##### PAGE EXCERPT

This past Saturday, I was fortunate enough to have the opportunity to go and spend the day networking with and being inspired by some amazing Austin women at a biannual conference known as MomCom. MomCom Austin was started by Trish Morrison, who as a new mother, found herself needing to find a community of support for working, blogging, and business-minded moms.
From the website:
At MomCom Austin, you’ll listen to speakers who are real people, working and living life on their own terms. You will walk away inspired by hearing real stories. You will meet new friends and you’ll hear that where you are right now in life is where you are supposed to be, whether you are ready to take that next step or don’t even know what the next step is! MomCom Austin is an inclusive event meant for women in all stages of their careers and/or motherhood. It is a break from your every day. It’s an event that is meant to help you take a step back, take some time for yourself and go home feeling refreshed so you can look at life with a fresh perspective and apply what you’ve learned in your day to day.

##########
##### DATA UNDER STUDY

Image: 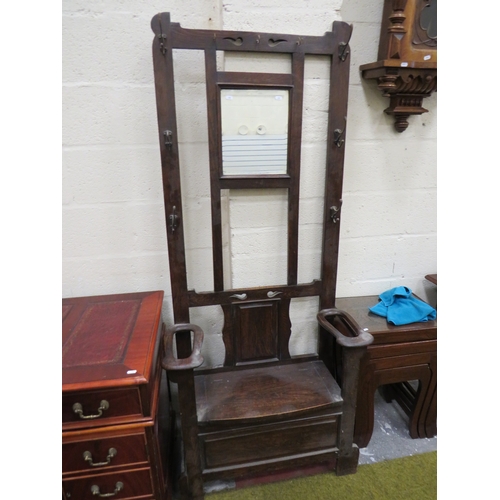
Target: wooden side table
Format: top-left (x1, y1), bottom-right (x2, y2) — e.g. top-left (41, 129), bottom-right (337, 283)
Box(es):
top-left (336, 295), bottom-right (437, 448)
top-left (62, 291), bottom-right (172, 500)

##########

### STUDY QUESTIONS
1 - In the MomCom post, who started MomCom Austin?
2 - Write out the part of the MomCom post that opens with the words containing "This past Saturday, I" and closes with "and business-minded moms.".

### EXPECTED RESULTS
1 - Trish Morrison started MomCom Austin.

2 -
This past Saturday, I was fortunate enough to have the opportunity to go and spend the day networking with and being inspired by some amazing Austin women at a biannual conference known as MomCom. MomCom Austin was started by Trish Morrison, who as a new mother, found herself needing to find a community of support for working, blogging, and business-minded moms.